# EXERCISE AIM:
For every line in the records that has the word "Provide", make a copy.

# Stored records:

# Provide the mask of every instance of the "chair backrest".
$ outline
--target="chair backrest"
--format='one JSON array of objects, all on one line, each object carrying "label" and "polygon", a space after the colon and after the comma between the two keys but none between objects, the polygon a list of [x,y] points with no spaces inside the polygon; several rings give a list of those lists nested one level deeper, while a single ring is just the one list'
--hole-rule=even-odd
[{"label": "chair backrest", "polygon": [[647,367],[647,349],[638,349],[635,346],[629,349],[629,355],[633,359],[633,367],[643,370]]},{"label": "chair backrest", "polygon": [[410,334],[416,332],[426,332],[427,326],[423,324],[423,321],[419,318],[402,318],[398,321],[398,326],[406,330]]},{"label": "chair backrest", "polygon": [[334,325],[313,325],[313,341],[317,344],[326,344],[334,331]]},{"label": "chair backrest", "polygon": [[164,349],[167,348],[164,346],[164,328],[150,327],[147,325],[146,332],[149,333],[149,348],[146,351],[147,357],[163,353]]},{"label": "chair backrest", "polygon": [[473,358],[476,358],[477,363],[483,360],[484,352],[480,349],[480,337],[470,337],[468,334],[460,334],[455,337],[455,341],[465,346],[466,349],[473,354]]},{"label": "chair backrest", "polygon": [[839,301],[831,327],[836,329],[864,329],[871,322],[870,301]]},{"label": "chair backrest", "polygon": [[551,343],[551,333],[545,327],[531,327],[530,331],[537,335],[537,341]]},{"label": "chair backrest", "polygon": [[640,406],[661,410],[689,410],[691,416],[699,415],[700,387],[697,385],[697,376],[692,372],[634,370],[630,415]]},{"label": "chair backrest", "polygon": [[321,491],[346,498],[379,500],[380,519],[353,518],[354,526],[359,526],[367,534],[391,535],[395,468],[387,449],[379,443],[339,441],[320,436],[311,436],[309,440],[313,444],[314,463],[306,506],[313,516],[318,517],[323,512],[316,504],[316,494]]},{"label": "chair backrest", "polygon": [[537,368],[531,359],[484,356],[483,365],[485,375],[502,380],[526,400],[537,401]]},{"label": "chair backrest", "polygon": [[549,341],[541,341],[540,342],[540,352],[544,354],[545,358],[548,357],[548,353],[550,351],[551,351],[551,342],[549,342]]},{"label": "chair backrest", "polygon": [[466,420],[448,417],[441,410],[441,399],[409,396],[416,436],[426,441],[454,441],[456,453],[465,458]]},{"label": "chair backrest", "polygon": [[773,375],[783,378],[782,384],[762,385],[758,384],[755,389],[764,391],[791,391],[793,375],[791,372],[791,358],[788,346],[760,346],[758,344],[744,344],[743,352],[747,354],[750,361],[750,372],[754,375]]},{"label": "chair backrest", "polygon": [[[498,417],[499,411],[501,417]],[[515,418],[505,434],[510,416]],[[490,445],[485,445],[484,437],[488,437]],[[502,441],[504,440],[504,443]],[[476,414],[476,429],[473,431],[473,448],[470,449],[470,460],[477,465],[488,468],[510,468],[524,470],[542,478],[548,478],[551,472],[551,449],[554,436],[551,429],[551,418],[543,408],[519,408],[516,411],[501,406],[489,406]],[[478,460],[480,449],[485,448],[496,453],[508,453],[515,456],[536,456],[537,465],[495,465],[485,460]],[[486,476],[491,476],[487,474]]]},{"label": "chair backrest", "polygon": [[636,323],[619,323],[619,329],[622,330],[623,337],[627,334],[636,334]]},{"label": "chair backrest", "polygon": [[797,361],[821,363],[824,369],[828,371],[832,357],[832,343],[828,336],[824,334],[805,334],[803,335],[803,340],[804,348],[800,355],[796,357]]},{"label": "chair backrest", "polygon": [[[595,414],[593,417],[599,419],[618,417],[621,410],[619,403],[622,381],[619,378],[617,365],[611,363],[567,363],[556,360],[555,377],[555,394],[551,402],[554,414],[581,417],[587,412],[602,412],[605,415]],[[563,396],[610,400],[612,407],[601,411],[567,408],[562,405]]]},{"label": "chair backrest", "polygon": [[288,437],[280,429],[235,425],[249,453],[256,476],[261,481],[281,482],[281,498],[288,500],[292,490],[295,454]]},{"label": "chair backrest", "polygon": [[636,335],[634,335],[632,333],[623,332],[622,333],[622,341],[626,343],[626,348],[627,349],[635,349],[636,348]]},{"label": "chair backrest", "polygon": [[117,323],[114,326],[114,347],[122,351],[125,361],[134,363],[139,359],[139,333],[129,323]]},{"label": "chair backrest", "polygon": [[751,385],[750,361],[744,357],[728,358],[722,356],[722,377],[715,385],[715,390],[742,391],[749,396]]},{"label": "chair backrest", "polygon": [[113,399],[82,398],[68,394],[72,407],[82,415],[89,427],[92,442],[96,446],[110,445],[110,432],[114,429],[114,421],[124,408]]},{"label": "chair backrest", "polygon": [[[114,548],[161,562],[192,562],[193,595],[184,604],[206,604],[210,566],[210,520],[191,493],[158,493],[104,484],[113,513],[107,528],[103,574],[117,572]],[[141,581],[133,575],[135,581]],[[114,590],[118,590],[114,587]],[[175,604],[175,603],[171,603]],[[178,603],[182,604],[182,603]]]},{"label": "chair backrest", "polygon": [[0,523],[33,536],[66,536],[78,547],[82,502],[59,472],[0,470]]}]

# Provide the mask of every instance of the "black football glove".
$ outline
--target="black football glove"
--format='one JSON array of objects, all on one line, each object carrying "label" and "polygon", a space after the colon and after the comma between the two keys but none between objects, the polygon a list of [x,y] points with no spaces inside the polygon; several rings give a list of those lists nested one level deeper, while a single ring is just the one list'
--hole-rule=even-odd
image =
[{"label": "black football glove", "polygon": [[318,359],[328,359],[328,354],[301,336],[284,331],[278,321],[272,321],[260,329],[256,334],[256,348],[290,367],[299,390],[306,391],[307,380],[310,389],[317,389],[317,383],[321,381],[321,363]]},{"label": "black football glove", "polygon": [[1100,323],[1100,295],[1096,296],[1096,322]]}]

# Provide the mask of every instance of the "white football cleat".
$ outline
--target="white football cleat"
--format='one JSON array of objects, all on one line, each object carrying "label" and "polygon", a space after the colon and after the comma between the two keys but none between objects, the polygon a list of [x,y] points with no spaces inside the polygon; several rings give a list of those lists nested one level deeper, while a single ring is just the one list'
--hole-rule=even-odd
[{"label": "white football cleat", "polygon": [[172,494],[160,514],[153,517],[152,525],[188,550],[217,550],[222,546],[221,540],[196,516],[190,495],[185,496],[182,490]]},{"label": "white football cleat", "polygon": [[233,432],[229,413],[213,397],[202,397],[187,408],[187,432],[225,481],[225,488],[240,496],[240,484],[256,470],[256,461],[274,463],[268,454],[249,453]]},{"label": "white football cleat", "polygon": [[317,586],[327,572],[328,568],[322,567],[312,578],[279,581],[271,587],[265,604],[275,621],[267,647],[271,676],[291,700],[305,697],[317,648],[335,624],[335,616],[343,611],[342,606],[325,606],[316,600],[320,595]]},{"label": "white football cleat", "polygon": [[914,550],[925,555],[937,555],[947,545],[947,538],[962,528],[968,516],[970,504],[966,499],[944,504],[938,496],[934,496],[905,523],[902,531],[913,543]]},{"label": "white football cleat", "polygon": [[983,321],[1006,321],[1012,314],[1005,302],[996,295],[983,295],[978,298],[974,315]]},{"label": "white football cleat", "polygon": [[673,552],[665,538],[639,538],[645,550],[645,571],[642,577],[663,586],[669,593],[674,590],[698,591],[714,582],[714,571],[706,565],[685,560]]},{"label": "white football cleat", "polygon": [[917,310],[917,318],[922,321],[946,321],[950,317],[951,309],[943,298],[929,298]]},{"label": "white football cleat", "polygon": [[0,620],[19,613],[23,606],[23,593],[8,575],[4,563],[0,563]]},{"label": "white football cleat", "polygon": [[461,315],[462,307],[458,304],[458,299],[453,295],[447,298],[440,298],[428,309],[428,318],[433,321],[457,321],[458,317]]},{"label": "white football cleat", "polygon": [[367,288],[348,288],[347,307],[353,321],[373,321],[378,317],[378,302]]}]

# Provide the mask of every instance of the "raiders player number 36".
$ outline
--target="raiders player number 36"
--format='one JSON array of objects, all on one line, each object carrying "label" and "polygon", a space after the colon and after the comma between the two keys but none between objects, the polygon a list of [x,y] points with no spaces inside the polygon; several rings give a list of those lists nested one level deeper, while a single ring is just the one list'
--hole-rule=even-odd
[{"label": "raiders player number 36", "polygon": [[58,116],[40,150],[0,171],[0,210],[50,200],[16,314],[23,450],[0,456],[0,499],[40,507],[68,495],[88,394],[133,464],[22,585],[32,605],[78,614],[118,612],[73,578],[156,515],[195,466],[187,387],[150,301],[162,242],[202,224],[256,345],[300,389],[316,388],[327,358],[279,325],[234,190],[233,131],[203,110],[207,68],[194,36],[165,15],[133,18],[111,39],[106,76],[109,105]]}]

# SOLUTION:
# Provide the mask of every instance of the "chair backrest".
# Provide the mask of every instance of the "black football glove".
# Provide the mask of every instance of the "white football cleat".
# Provide the mask of every instance of the "raiders player number 36".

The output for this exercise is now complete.